Texte fourni -
C’est toujours un grand plaisir de retrouver le groupe Death Cab for Cutie, chouchous de la scène rock indé, des bandes sons de séries américaines (Newport Beach en tête) et de mon cœur depuis les albums Transatlanticism en 2003 et Plans en 2005.
D’autant plus que les derniers albums ont été mouvementés : Codes and keys en 2011 ayant assez peu convaincu et Kintsugi, sorti en 2015, a vu au cours de sa réalisation le départ du guitariste/fondateur/producteur Chris Walla.
Nous sommes ainsi face au premier album réalisé sans aucune participation de Chris Walla, dont la touche artistique et la production étaient indissociables du groupe en 17 ans d’existence. Pour ce nouvel opus, Rich Costey (producteur notamment de Black holes and absolutions de Muse), qui avait déjà réalisé la majeure partie de la production de Kintsugi, s’associe à nouveau au groupe.
La différence de son est notable mais non radicale. A l’instar de l’album Codes and keys, un travail important a été mené sur les synthés et les éléments électros. La voix de Ben Gibbard se mêle à de nouveaux éléments et même à une nouvelle voix en la présence de Laurent Mayberry de Chvrches, sur le morceau You moved away.
Mais la touche Death cab for cutie reste : le morceau de conclusion, 60 and punk, aurait aisément trouvé sa place dans l’album Plans.bAvec son piano, ses ambiances subtiles et la voix douce de Ben Gibbard, le morceau ressemble à s’y méprendre à des précédentes œuvres comme Summer skin ou Your new twin sized bed. Il représente également l’image de Death cab for cutie. Des morceaux assez planants, doux, et emprunts de mélancolie, ce qui a parfois conduit à mettre l’étiquette emo sur le groupe.
Si la voix est posée, ses mots sont moins calmes, s’adressant à un héros personnel le décevant. Il s’adresse également par là à une scène glamorisant une esthétique « sex, drugs and rock’n’roll », à laquelle le chanteur rétorque « it’s nothing funny ».

Tâches de l'exercice -
#1 D'après le texte fourni, pourquoi a-t-on parfois collé l'étiquette emo à Death Cab for Cutie ? Répondez en une à trois phrases.
#2 Dans les lignes, de celle qui contient « marking. For each one, return the bounding box. » jusqu'à celle qui contient « [65,100,105,166] », remplacez « bounding box » par « enclosing rectangle ». Redonnez uniquement ces lignes, sans rien changer d'autre.
Le texte fourni et les lignes n'ont aucun rapport entre eux.

Lignes d'entrée -
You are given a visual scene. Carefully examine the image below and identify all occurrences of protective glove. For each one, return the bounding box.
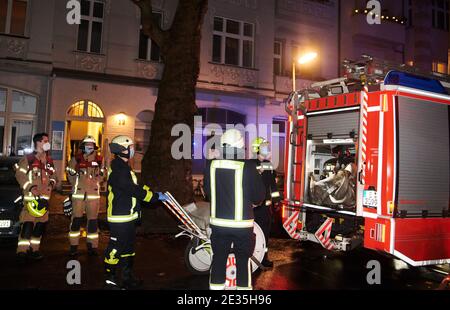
[157,192,169,201]
[63,197,73,217]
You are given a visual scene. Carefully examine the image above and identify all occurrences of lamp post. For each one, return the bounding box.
[292,52,317,91]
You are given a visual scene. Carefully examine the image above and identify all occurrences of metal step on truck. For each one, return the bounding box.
[282,56,450,266]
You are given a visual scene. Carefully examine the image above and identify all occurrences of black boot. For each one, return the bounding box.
[261,253,273,268]
[69,245,79,257]
[28,250,44,261]
[16,252,27,265]
[104,264,120,290]
[122,257,142,290]
[87,243,98,256]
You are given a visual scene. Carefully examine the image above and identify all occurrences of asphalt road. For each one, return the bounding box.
[0,215,442,290]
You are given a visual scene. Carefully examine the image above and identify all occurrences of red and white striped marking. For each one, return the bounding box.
[283,211,300,240]
[314,218,334,250]
[361,86,369,184]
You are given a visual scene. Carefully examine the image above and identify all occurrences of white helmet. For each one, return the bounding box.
[81,135,97,144]
[109,136,134,154]
[220,129,245,149]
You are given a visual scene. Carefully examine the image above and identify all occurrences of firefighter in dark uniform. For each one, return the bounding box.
[204,129,264,290]
[16,133,57,262]
[104,136,168,289]
[252,137,281,268]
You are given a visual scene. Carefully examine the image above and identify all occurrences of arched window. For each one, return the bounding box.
[67,100,105,119]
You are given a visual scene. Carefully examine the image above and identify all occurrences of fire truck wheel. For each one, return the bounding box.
[184,237,212,275]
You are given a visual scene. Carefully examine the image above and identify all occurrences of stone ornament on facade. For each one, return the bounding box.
[0,37,27,58]
[137,61,160,80]
[75,54,104,72]
[211,65,257,87]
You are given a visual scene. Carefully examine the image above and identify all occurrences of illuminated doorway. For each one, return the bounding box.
[65,100,105,166]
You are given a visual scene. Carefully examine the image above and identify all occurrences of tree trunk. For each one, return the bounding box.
[127,0,208,232]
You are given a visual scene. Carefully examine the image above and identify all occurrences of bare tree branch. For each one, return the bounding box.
[131,0,166,47]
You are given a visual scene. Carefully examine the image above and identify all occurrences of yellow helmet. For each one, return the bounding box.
[26,198,49,217]
[252,137,269,154]
[109,136,134,154]
[220,128,245,149]
[81,135,97,144]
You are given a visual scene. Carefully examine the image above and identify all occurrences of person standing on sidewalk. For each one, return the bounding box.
[66,135,105,256]
[16,133,57,263]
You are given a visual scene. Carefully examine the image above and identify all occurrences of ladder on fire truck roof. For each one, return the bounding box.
[285,55,450,206]
[287,55,450,109]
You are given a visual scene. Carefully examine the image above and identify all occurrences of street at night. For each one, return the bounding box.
[0,0,450,309]
[0,215,443,290]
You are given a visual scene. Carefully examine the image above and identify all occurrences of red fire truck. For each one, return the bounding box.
[282,60,450,266]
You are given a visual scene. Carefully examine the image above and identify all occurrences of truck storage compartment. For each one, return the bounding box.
[304,110,359,210]
[396,97,450,217]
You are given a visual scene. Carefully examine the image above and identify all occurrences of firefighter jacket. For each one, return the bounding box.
[16,152,57,201]
[255,159,281,206]
[66,152,105,200]
[204,155,265,228]
[108,157,159,223]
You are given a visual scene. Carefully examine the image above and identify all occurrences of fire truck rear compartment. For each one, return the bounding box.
[396,97,450,217]
[304,109,360,211]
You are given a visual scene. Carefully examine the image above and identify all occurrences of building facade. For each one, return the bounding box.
[0,0,448,182]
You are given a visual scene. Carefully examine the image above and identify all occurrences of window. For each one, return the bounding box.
[212,17,255,68]
[67,100,104,118]
[11,91,37,114]
[433,62,447,74]
[0,86,38,156]
[0,0,28,36]
[77,0,104,53]
[432,0,449,31]
[139,12,163,62]
[134,110,155,172]
[272,117,287,173]
[273,41,283,75]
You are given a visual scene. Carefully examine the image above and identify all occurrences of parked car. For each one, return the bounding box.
[0,157,22,240]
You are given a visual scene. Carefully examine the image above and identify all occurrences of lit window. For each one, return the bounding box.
[77,0,104,53]
[212,17,255,68]
[433,62,447,74]
[67,100,104,118]
[273,41,283,75]
[139,12,163,62]
[11,91,37,114]
[0,0,28,36]
[432,0,449,31]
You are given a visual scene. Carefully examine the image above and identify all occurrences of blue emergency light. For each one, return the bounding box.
[384,71,447,95]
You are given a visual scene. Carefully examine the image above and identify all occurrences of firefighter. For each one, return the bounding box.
[66,135,105,256]
[16,133,57,262]
[252,137,281,268]
[204,129,264,290]
[104,136,168,289]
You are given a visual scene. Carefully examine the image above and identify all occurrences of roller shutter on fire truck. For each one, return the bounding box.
[397,97,450,217]
[308,109,360,139]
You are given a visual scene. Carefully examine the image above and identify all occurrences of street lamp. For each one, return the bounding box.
[292,52,318,91]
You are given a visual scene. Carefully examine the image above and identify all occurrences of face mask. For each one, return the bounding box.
[259,146,270,156]
[84,146,94,154]
[42,142,52,152]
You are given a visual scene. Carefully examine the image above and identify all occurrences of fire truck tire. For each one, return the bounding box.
[184,237,212,275]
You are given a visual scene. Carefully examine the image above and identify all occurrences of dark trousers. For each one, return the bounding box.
[105,221,136,267]
[210,225,255,289]
[253,205,272,253]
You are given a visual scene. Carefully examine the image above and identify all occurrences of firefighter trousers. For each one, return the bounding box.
[209,225,256,290]
[69,195,100,248]
[104,221,136,269]
[17,206,48,253]
[253,205,272,254]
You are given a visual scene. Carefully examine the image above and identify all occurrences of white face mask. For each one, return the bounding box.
[42,142,52,152]
[259,146,270,156]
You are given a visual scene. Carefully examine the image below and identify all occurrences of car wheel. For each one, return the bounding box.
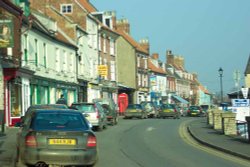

Les solutions -
#1 On la lui a parfois attribuée à cause de ses morceaux assez planants et doux, marqués par la mélancolie.

#2
You are given a visual scene. Carefully examine the image above and identify all occurrences of red and white striped marking. For each one, return the enclosing rectangle.
[283,211,300,240]
[314,218,334,250]
[361,86,369,184]
You are given a visual scene. Carefully examine the image above and identify all occurrences of white helmet. For each one, return the enclosing rectangle.
[81,135,97,144]
[109,136,134,154]
[220,129,245,149]
You are given a visual scene. Carefully examine the image above and identify all occurrences of firefighter in dark uniform. For each one, return the enclosing rectangle.
[204,129,264,290]
[16,133,57,262]
[104,136,168,289]
[252,137,281,268]
You are given a visual scene. Carefully examine the image above and identify all occurrences of arched window. For each one, return the enclosing rectangle.
[67,100,105,119]
You are given a visual scene. Carefully examine the image above and identify all occurrences of fire truck wheel. For each one, return the enclosing rectangle.
[184,237,212,275]
You are given a visual scene. Carefully examine the image above and identify all occurrences of stone ornament on facade. For each one, return the enclosing rectangle.
[0,37,27,58]
[137,61,160,80]
[75,54,104,72]
[211,65,257,87]
You are given a visual scene. Carefully examine the image above and identify all occurrences of illuminated doorway. For each one, return the enclosing rectangle.
[65,100,105,166]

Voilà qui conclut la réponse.